■ Provided entries ■

>>>

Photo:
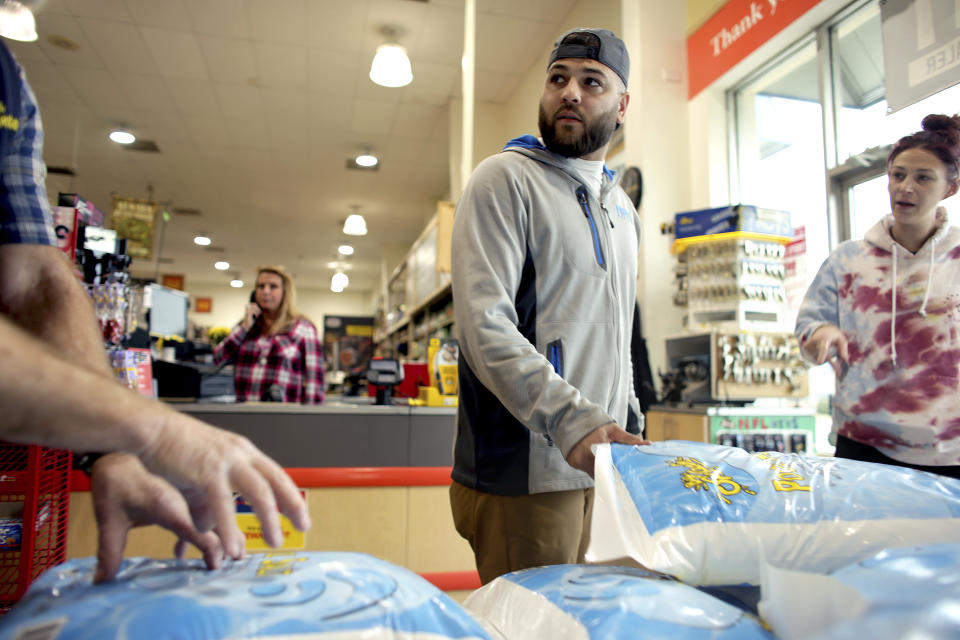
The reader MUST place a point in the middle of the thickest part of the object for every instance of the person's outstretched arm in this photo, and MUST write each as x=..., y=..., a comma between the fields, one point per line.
x=51, y=402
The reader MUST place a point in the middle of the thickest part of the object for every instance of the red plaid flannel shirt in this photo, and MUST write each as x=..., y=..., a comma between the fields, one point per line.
x=287, y=365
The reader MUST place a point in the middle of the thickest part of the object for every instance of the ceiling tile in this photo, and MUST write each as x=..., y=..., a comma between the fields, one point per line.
x=194, y=97
x=327, y=18
x=416, y=121
x=104, y=9
x=176, y=53
x=50, y=24
x=492, y=31
x=168, y=14
x=241, y=101
x=97, y=87
x=145, y=92
x=281, y=65
x=120, y=45
x=229, y=60
x=283, y=22
x=227, y=18
x=371, y=117
x=441, y=38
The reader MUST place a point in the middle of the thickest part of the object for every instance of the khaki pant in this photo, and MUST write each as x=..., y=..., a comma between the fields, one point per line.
x=509, y=533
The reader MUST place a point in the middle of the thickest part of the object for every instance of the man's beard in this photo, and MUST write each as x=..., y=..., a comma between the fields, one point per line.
x=594, y=135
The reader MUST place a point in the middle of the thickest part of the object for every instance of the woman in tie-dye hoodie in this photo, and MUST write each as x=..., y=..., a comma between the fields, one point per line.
x=885, y=311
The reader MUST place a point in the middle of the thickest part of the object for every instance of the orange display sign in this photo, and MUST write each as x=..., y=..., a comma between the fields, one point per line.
x=733, y=33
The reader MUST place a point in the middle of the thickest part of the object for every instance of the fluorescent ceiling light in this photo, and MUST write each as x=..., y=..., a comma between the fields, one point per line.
x=17, y=22
x=355, y=225
x=339, y=282
x=121, y=136
x=366, y=160
x=391, y=66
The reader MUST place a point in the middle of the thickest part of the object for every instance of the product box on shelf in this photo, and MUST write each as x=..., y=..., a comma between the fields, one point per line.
x=737, y=217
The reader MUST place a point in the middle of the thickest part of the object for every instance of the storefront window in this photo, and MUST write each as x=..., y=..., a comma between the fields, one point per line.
x=780, y=148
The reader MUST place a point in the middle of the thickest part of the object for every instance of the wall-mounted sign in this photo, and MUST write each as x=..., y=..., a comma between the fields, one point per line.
x=134, y=220
x=172, y=281
x=733, y=33
x=921, y=49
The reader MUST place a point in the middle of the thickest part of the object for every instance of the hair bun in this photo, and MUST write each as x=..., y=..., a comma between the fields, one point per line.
x=946, y=126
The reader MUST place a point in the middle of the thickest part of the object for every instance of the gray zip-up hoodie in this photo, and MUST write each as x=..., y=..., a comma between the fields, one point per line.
x=544, y=288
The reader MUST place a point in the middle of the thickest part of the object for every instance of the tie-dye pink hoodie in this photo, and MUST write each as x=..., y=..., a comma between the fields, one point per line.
x=900, y=391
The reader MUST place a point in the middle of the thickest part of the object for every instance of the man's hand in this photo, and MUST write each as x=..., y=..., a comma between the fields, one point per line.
x=207, y=464
x=125, y=495
x=581, y=456
x=828, y=342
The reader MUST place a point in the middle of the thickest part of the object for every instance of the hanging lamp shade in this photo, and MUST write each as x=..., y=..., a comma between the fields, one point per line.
x=391, y=66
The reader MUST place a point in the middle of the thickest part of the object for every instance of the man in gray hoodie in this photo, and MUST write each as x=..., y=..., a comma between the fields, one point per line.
x=545, y=250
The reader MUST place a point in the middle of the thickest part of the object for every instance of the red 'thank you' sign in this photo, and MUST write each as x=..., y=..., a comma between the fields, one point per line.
x=734, y=32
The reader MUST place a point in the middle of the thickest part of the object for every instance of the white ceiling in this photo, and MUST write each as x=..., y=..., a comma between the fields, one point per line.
x=256, y=106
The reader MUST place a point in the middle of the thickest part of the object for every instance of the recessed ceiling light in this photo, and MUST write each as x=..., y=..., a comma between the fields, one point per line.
x=366, y=160
x=339, y=282
x=121, y=136
x=355, y=225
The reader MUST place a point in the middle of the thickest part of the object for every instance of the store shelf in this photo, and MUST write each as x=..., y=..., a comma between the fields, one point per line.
x=419, y=288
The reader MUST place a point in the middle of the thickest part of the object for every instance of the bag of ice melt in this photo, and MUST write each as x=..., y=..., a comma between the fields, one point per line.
x=908, y=592
x=577, y=602
x=274, y=595
x=708, y=513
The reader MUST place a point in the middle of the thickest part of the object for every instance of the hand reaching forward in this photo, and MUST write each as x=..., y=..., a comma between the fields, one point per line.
x=581, y=456
x=828, y=342
x=125, y=496
x=207, y=464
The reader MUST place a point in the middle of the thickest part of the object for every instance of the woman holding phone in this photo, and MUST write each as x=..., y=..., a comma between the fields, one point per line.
x=275, y=349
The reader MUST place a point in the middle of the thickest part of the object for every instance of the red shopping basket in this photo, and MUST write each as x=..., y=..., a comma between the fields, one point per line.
x=34, y=493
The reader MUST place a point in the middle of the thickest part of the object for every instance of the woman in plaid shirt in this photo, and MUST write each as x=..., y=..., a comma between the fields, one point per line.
x=275, y=350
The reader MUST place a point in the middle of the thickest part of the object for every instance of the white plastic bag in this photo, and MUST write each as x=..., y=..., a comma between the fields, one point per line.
x=898, y=593
x=581, y=602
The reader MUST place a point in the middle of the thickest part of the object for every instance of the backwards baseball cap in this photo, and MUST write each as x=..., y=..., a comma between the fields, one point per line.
x=596, y=44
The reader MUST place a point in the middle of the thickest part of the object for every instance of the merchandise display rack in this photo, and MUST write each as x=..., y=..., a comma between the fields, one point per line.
x=35, y=488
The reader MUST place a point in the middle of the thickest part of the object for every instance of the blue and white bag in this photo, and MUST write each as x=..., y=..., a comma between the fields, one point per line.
x=581, y=602
x=274, y=595
x=709, y=514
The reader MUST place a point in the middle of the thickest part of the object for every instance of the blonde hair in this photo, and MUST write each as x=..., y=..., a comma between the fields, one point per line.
x=287, y=314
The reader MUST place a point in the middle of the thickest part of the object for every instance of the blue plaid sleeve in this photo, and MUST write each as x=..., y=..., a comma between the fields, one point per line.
x=24, y=211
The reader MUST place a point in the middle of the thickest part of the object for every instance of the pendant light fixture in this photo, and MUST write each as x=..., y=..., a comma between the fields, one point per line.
x=355, y=225
x=391, y=66
x=17, y=21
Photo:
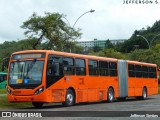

<<<

■ Exercise brief ■
Rewrite the lines between the one containing "man in gray" and the one containing "x=734, y=32", inclusive, replacing "hoodie" with "sweatshirt" and leaving everything else unchanged.

■ Response to this task ■
The reader MUST place a point in the middle of the thickest part of the object for every instance of the man in gray sweatshirt in this photo, and MUST write each as x=..., y=..., a comma between the fields, one point per line.
x=545, y=250
The reader MUST place a point in the middle of the thickest part of the object for every instance of the red 'thank you' sign in this photo, and MUST write each as x=..., y=..., a comma between the fields, one point per line.
x=734, y=32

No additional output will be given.